» EXERCISE DETAILS
Copy out every line of the records below word for word, keeping each one unchanged.

» Entries from a point annotation set
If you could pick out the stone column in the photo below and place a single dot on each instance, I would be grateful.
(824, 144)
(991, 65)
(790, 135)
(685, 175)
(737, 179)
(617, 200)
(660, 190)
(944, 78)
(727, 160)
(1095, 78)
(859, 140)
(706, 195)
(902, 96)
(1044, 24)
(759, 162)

» TASK ANSWER
If you could pick out the stone column in the photo below and place a single dot on each instance, I would be grateful.
(824, 144)
(991, 65)
(790, 135)
(685, 175)
(737, 179)
(617, 200)
(660, 190)
(944, 78)
(727, 160)
(1095, 78)
(859, 140)
(706, 195)
(902, 96)
(1044, 24)
(759, 162)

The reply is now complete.